WHAT YOU WILL DO —
Reproduce verbatim the stretch of the records below from the line containing "Definition first: for each instance of the tall" through the line containing "Query: tall tree trunk", including both of those lines and nothing else.

RECORDS FOR THIS EXERCISE —
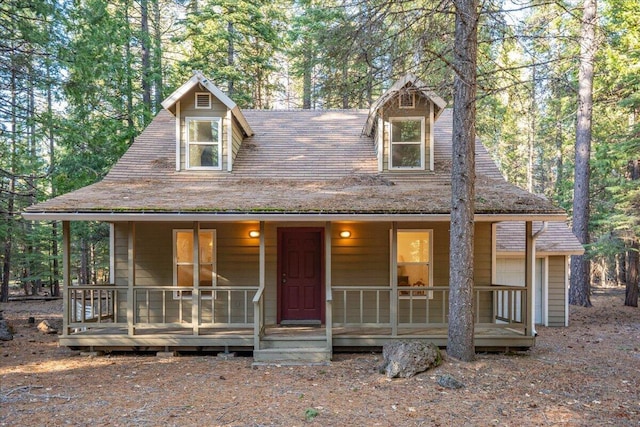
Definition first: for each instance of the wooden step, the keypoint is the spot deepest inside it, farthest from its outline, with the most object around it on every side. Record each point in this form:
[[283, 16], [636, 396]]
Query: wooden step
[[292, 356], [284, 342]]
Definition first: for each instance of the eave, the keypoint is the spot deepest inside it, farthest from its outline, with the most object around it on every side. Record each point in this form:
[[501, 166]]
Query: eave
[[275, 216]]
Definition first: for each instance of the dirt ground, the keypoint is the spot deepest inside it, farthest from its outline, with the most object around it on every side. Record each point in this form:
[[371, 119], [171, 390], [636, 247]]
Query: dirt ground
[[586, 374]]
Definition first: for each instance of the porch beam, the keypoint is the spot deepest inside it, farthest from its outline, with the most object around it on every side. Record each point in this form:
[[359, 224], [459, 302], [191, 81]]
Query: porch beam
[[529, 278], [131, 276], [393, 310], [195, 295], [66, 276]]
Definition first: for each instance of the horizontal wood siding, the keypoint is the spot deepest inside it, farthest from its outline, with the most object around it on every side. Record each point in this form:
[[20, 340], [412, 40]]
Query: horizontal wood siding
[[556, 291], [482, 269], [237, 139], [422, 109], [121, 232]]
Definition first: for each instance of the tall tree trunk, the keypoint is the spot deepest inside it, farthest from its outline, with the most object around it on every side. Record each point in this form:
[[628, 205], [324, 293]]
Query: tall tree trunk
[[621, 269], [306, 79], [55, 273], [580, 283], [631, 290], [8, 243], [145, 42], [129, 78], [461, 327], [230, 56], [157, 57]]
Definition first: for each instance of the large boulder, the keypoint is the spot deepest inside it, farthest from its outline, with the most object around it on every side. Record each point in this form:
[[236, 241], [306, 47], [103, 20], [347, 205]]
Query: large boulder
[[5, 332], [46, 327], [405, 359]]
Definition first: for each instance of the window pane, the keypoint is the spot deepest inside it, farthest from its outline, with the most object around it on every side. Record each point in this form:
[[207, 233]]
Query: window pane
[[185, 275], [406, 131], [206, 247], [203, 131], [405, 156], [184, 247], [413, 275], [201, 155], [413, 246], [206, 275]]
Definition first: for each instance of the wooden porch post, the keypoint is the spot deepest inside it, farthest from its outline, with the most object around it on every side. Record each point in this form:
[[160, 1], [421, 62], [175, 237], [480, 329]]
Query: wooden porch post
[[394, 279], [195, 295], [66, 277], [131, 276], [529, 280], [258, 320], [328, 315]]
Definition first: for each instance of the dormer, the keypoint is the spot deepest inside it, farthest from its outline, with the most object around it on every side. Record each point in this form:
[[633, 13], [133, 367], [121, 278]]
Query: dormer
[[209, 126], [401, 123]]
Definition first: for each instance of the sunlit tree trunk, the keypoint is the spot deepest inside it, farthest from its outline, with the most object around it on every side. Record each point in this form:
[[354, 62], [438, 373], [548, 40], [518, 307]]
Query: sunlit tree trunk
[[579, 293], [461, 328]]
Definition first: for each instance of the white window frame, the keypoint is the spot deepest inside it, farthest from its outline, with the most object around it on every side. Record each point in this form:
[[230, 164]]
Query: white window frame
[[188, 143], [214, 267], [421, 142], [407, 106], [428, 294], [195, 101]]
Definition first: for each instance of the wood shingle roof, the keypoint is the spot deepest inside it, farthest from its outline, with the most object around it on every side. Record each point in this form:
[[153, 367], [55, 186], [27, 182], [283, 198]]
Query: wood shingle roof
[[297, 162], [557, 238]]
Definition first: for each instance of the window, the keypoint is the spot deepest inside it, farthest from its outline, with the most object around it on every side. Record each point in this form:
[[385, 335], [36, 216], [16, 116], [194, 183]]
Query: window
[[204, 137], [407, 100], [407, 146], [414, 262], [184, 263], [203, 100]]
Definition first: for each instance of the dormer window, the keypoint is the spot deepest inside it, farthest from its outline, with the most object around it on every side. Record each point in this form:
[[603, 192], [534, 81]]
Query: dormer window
[[204, 142], [407, 100], [203, 100], [407, 143]]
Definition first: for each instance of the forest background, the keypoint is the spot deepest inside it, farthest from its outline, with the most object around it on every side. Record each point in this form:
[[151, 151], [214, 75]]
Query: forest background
[[79, 79]]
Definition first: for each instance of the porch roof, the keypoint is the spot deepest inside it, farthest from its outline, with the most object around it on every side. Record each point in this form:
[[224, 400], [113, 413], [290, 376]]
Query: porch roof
[[297, 163]]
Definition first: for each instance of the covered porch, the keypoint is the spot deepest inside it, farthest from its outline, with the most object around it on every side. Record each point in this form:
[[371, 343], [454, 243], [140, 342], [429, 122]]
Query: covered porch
[[245, 316]]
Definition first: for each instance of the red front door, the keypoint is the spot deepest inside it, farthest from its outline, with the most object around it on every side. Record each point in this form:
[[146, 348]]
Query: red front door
[[300, 274]]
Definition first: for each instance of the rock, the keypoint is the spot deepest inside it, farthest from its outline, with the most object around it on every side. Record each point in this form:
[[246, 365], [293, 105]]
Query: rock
[[5, 333], [405, 359], [46, 328], [447, 381]]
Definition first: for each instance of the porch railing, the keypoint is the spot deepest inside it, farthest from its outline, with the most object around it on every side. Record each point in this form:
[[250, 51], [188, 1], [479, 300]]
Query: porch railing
[[168, 307], [425, 307], [93, 307]]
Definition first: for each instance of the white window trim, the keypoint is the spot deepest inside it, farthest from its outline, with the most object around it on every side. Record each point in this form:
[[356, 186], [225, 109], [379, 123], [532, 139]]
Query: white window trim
[[195, 101], [407, 107], [429, 294], [178, 294], [421, 142], [187, 121]]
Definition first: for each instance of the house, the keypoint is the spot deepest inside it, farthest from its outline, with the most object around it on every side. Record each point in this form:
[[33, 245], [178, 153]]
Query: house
[[554, 244], [291, 234]]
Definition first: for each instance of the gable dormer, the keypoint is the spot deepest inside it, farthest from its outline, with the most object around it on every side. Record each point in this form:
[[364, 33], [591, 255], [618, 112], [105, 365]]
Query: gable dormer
[[401, 123], [209, 126]]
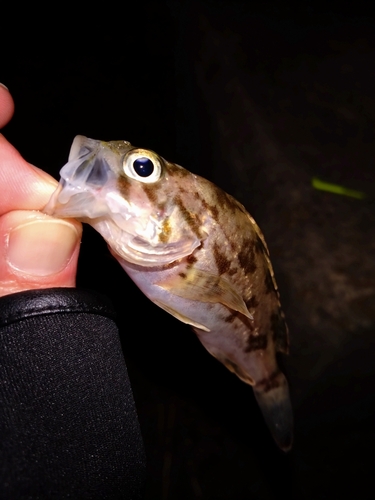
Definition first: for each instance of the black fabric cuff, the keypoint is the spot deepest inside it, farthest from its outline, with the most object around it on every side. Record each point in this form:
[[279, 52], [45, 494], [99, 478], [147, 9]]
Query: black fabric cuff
[[68, 423]]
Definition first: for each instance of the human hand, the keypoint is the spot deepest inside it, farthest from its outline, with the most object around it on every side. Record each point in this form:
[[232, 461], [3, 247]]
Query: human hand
[[36, 250]]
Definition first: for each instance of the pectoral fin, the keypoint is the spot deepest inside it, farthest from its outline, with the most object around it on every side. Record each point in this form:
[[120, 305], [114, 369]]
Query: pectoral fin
[[179, 316], [205, 287]]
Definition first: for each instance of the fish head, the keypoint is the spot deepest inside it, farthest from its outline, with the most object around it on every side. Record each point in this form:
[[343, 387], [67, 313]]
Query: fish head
[[132, 197]]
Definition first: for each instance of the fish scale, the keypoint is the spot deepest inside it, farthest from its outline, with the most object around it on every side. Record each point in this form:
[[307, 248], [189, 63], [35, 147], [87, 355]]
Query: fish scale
[[194, 251]]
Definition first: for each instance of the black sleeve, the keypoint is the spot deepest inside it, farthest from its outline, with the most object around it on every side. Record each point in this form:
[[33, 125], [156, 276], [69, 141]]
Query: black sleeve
[[68, 423]]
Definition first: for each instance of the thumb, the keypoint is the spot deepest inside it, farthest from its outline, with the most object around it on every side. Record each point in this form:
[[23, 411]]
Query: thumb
[[37, 251]]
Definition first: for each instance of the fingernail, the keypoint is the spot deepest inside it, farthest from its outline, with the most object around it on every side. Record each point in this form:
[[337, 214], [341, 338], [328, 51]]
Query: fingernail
[[42, 247]]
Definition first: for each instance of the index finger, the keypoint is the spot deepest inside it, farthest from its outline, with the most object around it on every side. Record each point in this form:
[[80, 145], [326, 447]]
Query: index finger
[[6, 106], [23, 186]]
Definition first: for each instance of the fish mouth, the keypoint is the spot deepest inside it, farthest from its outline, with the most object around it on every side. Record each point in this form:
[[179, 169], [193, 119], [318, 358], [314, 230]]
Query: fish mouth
[[82, 180]]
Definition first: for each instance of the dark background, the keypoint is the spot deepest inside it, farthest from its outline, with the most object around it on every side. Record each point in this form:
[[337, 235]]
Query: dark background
[[259, 98]]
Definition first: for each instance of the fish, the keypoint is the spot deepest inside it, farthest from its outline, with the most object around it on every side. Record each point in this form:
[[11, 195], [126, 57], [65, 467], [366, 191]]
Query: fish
[[194, 251]]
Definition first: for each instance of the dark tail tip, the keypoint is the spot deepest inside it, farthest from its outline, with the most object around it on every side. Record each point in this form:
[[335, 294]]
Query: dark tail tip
[[277, 412]]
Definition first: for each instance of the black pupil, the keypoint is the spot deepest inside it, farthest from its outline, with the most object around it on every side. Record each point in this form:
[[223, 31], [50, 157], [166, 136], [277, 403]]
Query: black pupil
[[143, 167]]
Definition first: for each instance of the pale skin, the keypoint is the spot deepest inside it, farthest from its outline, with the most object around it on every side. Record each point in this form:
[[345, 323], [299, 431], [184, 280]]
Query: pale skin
[[36, 251]]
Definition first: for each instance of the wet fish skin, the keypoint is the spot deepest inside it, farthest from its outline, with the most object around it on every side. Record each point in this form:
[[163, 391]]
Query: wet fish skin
[[194, 251]]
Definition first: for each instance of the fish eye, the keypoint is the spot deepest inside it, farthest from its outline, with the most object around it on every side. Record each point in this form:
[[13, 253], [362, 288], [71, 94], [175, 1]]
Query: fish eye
[[142, 165]]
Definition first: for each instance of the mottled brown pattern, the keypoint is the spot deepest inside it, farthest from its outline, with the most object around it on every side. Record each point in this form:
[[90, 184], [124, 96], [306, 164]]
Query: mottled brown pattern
[[212, 209], [124, 184], [231, 317], [256, 342], [165, 232], [188, 216], [252, 302], [247, 257], [191, 259], [279, 331], [151, 191], [222, 263], [269, 383], [259, 245], [268, 282]]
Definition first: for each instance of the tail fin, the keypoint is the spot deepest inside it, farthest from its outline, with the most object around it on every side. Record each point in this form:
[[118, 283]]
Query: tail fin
[[273, 398]]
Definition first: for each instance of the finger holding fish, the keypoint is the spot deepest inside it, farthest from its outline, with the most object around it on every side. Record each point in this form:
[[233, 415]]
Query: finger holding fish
[[194, 251]]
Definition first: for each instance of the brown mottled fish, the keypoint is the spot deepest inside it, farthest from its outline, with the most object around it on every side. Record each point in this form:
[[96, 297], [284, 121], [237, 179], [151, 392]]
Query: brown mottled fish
[[194, 251]]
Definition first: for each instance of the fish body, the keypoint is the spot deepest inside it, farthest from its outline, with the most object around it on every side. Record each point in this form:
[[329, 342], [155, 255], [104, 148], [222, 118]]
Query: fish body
[[194, 251]]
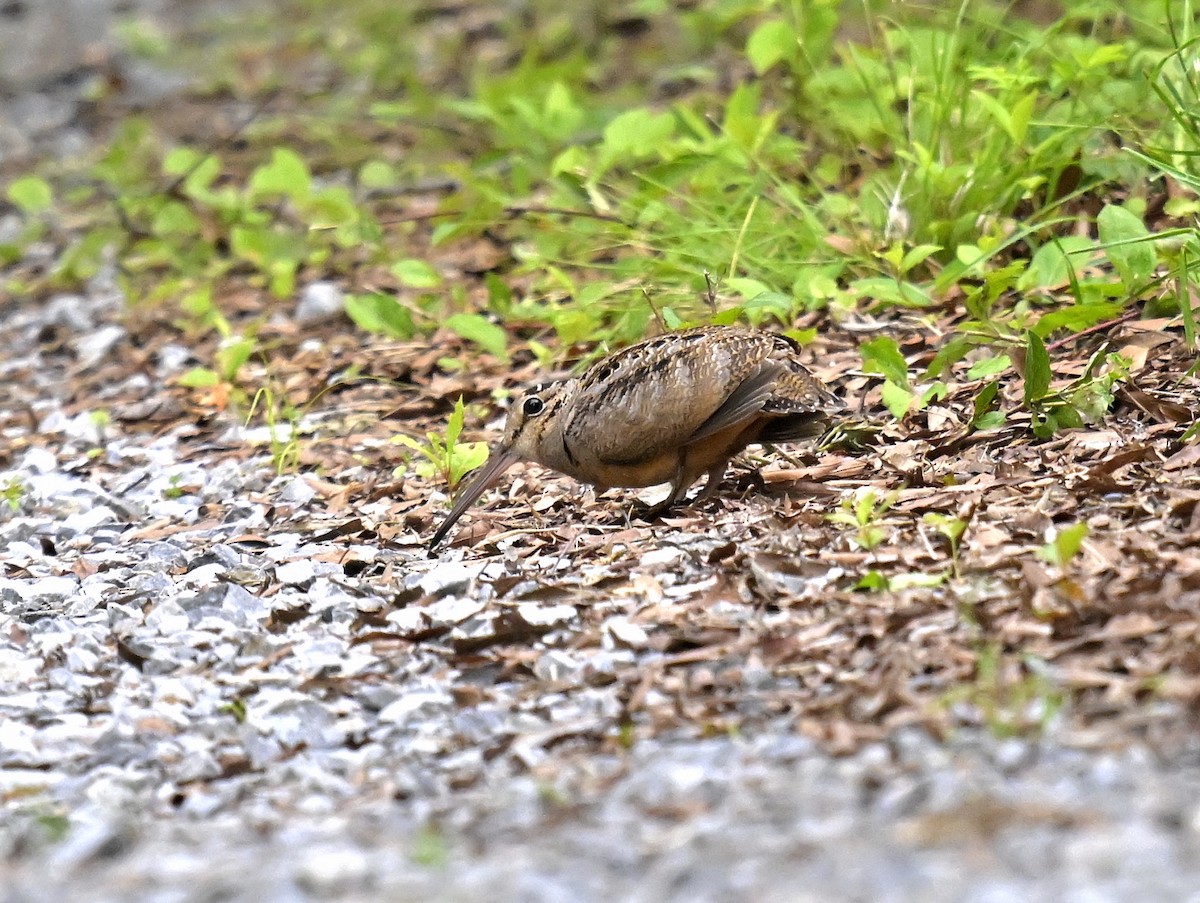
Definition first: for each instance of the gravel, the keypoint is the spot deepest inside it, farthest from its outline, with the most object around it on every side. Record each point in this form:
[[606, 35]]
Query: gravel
[[190, 713]]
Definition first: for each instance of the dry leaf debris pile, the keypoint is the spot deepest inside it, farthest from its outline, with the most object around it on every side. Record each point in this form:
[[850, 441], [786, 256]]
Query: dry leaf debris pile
[[189, 638]]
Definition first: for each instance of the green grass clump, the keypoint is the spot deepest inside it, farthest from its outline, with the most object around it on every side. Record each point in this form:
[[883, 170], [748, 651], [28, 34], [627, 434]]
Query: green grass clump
[[1001, 177]]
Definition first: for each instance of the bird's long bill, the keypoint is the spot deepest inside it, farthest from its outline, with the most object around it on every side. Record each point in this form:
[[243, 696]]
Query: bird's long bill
[[497, 464]]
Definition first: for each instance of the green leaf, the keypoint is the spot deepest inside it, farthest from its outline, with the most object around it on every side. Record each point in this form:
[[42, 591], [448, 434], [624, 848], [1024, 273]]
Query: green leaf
[[232, 354], [285, 174], [1054, 261], [30, 195], [989, 366], [983, 402], [483, 332], [897, 399], [1078, 317], [772, 42], [889, 291], [1037, 369], [417, 274], [199, 378], [636, 133], [381, 314], [1065, 545], [1128, 244], [882, 356]]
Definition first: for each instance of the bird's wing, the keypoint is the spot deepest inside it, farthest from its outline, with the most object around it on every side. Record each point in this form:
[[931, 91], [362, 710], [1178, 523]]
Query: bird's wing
[[743, 404]]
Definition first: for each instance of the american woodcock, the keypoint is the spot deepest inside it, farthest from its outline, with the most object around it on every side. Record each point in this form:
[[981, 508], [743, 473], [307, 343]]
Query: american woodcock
[[669, 408]]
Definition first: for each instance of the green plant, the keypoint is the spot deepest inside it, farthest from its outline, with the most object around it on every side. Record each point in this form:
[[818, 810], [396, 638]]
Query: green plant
[[445, 458], [863, 513], [1013, 695], [952, 530], [12, 491], [1066, 544]]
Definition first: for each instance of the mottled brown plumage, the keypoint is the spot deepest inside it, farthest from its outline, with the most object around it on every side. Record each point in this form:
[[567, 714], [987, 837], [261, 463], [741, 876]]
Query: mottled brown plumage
[[669, 408]]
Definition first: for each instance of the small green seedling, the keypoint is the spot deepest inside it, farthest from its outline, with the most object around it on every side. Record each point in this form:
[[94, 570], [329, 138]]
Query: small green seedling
[[863, 512], [1066, 544], [447, 458]]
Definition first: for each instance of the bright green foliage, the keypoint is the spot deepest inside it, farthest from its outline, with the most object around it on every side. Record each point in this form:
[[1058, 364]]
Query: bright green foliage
[[862, 513], [381, 314], [11, 492], [447, 459], [737, 161], [1065, 546]]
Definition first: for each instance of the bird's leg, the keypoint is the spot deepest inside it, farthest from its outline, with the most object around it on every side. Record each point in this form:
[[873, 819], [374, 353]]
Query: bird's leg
[[679, 484], [715, 474]]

RESPONSE FOR THIS EXERCISE —
Definition first: for each instance of the tall tree trunk, the keypoint is the spot deepest inside it, farthest from its outline, with the most object around it on every side. Record each point in this form:
[[628, 205], [324, 293]]
Query: tall tree trunk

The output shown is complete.